(DOCUMENT EXCERPT):
What does that mean about the assertions of science?

Of course, all of modern science is based on observations, in fact it is science's very cornerstone. I have already argued that this is not a limitation, per se, even in the most stressing case (where "reality" is entirely contrary to what we observe). The assertions that "I exist, others exist, and our mutual experiences are accurately represented" are very meager assumptions... regardless of anything, observations assuming these axioms are an internally consistent set of rules that, for all intents and purposes , describe our universe. Einstein realized this, and remarked "All of reality is an illusion, albeit a very persistent one". This sums up the basic ideas I have outlined above. We have no way of determining whether reality exists or that nature should be at all predictable, but it turns out that there is an overwhelming quantity of evidence to support that claim. It seems to us, for all intents and purposes, that reality exists, even though a priori there is no reason for it to do so.

As we can see, modern science is the best method of obtaining practical information about the plane of existence we live in, regardless of whether there is some plane or not.

What does that mean about metaphysical assertions (those about Plane U)?

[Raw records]
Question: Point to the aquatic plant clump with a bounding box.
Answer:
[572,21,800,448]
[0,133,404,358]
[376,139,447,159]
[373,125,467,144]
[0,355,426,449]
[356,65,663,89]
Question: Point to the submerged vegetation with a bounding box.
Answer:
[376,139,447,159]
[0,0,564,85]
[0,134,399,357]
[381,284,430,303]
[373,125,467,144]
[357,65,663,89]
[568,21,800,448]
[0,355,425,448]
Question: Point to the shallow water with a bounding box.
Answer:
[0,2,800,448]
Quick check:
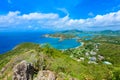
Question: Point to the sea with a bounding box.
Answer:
[0,32,81,54]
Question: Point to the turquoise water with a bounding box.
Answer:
[0,32,81,53]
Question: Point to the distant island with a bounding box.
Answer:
[0,31,120,80]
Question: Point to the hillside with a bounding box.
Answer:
[0,43,119,80]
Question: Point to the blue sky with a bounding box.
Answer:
[0,0,120,31]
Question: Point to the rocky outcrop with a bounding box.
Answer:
[13,61,34,80]
[34,70,56,80]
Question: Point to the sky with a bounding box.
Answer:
[0,0,120,31]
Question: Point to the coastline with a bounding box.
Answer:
[60,42,84,51]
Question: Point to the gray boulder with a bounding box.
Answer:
[13,61,34,80]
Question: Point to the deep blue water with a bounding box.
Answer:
[0,32,81,54]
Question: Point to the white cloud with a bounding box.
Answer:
[0,11,120,30]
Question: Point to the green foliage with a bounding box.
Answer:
[0,43,120,80]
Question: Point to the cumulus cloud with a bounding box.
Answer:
[0,11,120,30]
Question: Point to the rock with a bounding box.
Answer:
[34,70,56,80]
[13,61,34,80]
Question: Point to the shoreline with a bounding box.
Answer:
[60,42,84,51]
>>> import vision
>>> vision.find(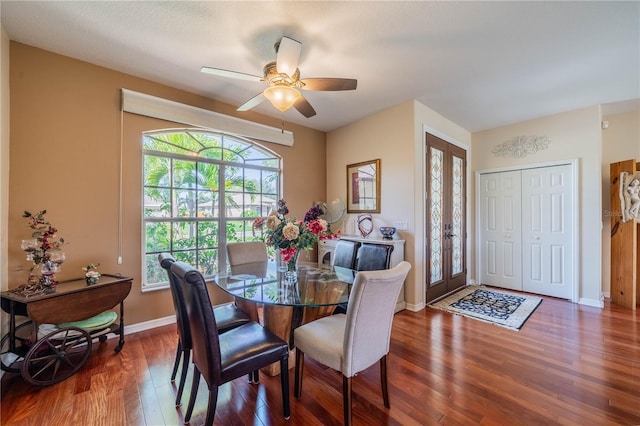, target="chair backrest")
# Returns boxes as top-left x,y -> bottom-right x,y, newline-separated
331,240 -> 360,269
342,261 -> 411,377
171,262 -> 222,386
158,253 -> 191,349
354,243 -> 393,271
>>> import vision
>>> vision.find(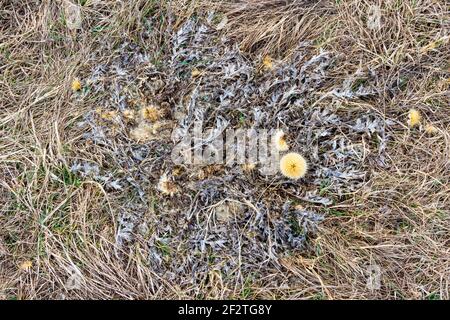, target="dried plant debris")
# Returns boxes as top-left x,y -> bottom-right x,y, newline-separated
71,19 -> 390,286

(TASK INSTRUCTIONS):
In the excerpt on science and reality, what is named as the very cornerstone of modern science?

(EXERCISE OUTPUT):
Observations.